## BEGIN Data for this exercise
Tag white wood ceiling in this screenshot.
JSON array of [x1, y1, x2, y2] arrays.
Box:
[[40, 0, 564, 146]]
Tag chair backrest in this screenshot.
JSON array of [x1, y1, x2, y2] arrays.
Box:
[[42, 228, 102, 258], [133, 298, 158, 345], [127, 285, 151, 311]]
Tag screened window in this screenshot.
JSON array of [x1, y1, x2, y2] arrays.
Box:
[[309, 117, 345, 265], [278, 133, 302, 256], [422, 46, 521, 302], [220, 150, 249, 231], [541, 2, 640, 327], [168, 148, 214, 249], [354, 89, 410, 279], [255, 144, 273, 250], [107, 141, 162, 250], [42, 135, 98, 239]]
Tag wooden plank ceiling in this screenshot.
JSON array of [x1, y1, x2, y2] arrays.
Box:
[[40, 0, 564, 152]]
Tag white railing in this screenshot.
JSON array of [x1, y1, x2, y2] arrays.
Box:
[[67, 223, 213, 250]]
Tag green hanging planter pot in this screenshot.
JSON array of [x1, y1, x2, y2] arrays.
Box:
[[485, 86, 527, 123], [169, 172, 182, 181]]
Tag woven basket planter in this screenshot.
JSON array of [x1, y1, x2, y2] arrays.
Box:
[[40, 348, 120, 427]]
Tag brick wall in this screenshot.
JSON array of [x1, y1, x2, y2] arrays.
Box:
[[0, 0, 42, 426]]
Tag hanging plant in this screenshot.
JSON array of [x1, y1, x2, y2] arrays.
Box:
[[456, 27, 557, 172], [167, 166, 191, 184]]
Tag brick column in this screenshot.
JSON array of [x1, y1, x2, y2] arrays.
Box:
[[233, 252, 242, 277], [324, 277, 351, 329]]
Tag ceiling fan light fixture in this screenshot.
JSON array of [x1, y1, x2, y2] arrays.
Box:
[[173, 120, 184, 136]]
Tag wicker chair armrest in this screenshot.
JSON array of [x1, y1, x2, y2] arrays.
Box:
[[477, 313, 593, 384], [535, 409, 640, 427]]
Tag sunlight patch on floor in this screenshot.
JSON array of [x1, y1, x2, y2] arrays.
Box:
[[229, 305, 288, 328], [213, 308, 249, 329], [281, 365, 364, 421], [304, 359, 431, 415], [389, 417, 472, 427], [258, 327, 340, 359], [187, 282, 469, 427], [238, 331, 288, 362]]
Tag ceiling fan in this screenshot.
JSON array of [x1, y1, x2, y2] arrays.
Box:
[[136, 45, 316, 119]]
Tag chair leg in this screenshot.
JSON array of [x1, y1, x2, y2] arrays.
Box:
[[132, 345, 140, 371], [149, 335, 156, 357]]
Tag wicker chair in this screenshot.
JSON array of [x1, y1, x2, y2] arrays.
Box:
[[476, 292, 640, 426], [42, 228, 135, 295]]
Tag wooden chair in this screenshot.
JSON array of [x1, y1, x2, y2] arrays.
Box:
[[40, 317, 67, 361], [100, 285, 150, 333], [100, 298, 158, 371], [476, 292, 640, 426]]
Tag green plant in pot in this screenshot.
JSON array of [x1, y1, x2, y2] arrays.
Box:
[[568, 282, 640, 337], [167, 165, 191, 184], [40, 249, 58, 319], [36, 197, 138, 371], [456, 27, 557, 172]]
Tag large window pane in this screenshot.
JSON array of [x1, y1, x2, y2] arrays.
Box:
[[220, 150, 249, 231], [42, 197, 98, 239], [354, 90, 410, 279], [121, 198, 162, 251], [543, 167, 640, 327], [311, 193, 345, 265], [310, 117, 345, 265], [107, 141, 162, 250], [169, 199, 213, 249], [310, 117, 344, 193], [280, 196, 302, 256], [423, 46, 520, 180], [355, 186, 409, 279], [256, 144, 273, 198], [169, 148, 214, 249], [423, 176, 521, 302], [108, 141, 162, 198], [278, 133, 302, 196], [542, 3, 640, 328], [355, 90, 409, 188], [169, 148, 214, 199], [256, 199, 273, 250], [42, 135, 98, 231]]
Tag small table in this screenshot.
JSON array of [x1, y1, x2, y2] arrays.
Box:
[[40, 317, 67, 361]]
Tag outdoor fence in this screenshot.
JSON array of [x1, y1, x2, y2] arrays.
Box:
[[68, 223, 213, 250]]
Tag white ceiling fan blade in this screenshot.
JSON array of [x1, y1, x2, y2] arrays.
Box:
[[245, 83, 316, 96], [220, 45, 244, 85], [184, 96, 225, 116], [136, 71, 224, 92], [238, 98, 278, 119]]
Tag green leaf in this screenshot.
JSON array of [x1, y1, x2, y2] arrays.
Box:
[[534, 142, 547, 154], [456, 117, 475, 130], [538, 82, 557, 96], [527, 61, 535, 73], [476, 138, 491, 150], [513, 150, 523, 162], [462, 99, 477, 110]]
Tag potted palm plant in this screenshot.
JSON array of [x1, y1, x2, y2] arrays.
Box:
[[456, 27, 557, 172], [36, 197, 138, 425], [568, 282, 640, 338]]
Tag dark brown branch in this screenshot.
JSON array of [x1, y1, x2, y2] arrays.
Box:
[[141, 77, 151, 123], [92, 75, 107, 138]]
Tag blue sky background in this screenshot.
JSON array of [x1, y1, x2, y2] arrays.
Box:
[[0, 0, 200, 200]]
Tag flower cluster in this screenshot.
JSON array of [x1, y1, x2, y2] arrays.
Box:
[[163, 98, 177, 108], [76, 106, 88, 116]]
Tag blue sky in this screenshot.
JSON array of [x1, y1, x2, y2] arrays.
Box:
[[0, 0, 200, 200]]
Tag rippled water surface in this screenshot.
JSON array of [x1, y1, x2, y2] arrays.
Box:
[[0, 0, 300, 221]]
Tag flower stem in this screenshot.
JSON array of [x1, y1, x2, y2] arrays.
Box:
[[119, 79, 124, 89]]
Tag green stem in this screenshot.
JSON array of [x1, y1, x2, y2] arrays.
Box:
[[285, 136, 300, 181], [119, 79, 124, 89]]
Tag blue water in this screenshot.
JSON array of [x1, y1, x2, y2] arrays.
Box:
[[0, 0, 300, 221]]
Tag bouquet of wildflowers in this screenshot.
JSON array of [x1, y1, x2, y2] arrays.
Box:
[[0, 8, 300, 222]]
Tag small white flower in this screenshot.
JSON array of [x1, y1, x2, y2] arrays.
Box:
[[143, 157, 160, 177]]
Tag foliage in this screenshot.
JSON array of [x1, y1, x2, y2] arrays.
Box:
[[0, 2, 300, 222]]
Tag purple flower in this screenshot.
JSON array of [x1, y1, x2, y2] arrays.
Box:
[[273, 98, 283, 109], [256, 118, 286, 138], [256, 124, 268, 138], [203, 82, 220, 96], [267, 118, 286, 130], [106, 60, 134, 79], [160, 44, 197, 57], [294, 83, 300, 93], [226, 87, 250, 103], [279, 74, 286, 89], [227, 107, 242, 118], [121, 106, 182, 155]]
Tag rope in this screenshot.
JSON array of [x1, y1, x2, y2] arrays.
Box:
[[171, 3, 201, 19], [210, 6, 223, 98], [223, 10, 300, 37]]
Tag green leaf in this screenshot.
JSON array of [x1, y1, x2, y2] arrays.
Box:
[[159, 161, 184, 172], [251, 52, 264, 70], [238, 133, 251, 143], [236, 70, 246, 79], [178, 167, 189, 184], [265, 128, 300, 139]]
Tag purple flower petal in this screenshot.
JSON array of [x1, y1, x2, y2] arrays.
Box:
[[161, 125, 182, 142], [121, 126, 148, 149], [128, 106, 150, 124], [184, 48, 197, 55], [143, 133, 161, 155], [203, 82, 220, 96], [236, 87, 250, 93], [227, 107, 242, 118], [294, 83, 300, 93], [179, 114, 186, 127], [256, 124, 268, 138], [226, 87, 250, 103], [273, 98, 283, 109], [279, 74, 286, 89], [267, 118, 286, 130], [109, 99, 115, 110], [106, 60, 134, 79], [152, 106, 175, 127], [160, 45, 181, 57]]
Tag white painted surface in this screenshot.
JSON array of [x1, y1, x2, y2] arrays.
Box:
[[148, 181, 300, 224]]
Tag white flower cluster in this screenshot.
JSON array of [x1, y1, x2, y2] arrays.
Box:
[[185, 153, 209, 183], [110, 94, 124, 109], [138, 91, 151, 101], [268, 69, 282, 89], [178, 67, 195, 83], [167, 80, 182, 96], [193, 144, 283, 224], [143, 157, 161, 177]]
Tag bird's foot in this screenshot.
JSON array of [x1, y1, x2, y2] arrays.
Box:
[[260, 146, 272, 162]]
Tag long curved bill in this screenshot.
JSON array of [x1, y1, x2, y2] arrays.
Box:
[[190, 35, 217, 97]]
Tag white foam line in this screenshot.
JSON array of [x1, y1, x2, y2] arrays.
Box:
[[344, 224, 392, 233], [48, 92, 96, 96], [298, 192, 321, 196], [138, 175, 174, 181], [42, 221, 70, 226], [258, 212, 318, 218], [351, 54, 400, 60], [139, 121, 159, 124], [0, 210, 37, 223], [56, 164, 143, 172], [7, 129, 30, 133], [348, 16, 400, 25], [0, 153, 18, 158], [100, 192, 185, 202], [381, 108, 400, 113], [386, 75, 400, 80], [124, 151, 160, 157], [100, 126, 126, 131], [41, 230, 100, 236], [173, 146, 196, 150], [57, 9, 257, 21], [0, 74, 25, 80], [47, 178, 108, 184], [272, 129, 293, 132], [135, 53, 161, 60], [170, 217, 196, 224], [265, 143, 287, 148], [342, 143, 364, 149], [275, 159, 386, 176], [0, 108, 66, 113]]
## END Data for this exercise
Reproduce the entries above unchanged, from the first line through the line containing "285, 151, 311]]", including both of those lines.

* [Final result]:
Tag white wood ceiling in this screenshot.
JSON array of [x1, y1, x2, y2] arrays.
Box:
[[40, 0, 564, 146]]
Tag chair backrest in this screenshot.
JSON array of [x1, y1, x2, y2] arrays.
Box:
[[42, 228, 102, 258], [133, 298, 158, 345], [127, 285, 151, 311]]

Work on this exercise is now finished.